INSTRUCTIONS FOR THE TASK: Make an exact transcription of the data below.

INPUT RECORDS:
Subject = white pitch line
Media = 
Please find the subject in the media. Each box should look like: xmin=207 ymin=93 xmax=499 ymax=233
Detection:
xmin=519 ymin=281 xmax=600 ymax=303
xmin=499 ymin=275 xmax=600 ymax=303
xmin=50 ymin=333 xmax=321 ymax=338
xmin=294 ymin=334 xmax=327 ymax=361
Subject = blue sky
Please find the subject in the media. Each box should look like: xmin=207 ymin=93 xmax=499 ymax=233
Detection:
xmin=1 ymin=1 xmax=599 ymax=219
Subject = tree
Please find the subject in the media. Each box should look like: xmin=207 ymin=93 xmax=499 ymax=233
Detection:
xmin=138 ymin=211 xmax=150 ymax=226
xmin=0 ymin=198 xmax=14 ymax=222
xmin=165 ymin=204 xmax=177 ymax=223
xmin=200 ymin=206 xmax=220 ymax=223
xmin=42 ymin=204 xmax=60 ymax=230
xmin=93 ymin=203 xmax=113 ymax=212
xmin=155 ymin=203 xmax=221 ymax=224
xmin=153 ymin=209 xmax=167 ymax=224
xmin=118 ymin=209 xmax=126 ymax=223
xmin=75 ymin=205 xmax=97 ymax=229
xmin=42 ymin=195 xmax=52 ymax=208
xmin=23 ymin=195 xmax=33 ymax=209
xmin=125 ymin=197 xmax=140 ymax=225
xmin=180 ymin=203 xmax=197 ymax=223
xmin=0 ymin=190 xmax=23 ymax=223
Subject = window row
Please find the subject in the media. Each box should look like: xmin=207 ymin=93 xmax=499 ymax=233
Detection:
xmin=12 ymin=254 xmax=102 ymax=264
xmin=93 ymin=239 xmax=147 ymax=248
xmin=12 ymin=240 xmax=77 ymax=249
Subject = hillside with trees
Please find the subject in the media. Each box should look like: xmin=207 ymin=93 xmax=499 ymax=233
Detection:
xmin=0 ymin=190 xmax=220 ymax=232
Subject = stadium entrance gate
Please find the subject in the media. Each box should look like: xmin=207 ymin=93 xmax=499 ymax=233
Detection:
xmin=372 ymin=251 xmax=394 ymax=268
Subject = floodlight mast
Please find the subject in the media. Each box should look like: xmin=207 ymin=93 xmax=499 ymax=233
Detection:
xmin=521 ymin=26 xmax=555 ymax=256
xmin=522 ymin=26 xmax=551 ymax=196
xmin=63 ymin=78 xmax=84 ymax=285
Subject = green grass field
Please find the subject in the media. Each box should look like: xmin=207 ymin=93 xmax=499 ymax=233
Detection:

ANSWER SPACE:
Subject = white pitch line
Media = 
Please find the subject in the media. Each box should look like: xmin=207 ymin=93 xmax=499 ymax=233
Detection:
xmin=519 ymin=281 xmax=600 ymax=303
xmin=499 ymin=275 xmax=600 ymax=303
xmin=50 ymin=333 xmax=321 ymax=338
xmin=294 ymin=334 xmax=327 ymax=361
Subject = blue sky
Please find the subject in the media. Each box should look like: xmin=207 ymin=93 xmax=499 ymax=233
Detection:
xmin=1 ymin=1 xmax=599 ymax=219
Subject = tree
Please find the subject in the media. Each box should look like: xmin=207 ymin=93 xmax=499 ymax=233
Detection:
xmin=138 ymin=211 xmax=150 ymax=226
xmin=0 ymin=198 xmax=14 ymax=222
xmin=165 ymin=204 xmax=177 ymax=223
xmin=200 ymin=206 xmax=220 ymax=223
xmin=42 ymin=204 xmax=60 ymax=230
xmin=93 ymin=203 xmax=113 ymax=212
xmin=155 ymin=203 xmax=221 ymax=224
xmin=153 ymin=209 xmax=167 ymax=224
xmin=118 ymin=209 xmax=126 ymax=223
xmin=75 ymin=205 xmax=97 ymax=229
xmin=42 ymin=195 xmax=52 ymax=208
xmin=23 ymin=195 xmax=33 ymax=209
xmin=125 ymin=197 xmax=140 ymax=225
xmin=180 ymin=203 xmax=197 ymax=223
xmin=0 ymin=190 xmax=23 ymax=223
Subject = window row
Please find the subject in the media. Each box should look like: xmin=207 ymin=93 xmax=499 ymax=233
Detection:
xmin=12 ymin=254 xmax=102 ymax=264
xmin=93 ymin=239 xmax=147 ymax=248
xmin=12 ymin=240 xmax=77 ymax=249
Subject = hillside with trees
Please find the subject in the media. Each box should look like: xmin=207 ymin=93 xmax=499 ymax=233
Detection:
xmin=0 ymin=190 xmax=220 ymax=232
Subject = stadium entrance gate
Please find the subject in the media. Each box should look like: xmin=207 ymin=93 xmax=499 ymax=233
Detection:
xmin=372 ymin=251 xmax=394 ymax=268
Subject = floodlight mast
Please find the subject in the media. Each box should look like: xmin=207 ymin=93 xmax=499 ymax=233
Detection:
xmin=521 ymin=26 xmax=555 ymax=256
xmin=522 ymin=26 xmax=551 ymax=196
xmin=63 ymin=78 xmax=84 ymax=285
Subject = green grass field
Please find the subject in the media. Each box should look like: xmin=207 ymin=93 xmax=499 ymax=233
Detection:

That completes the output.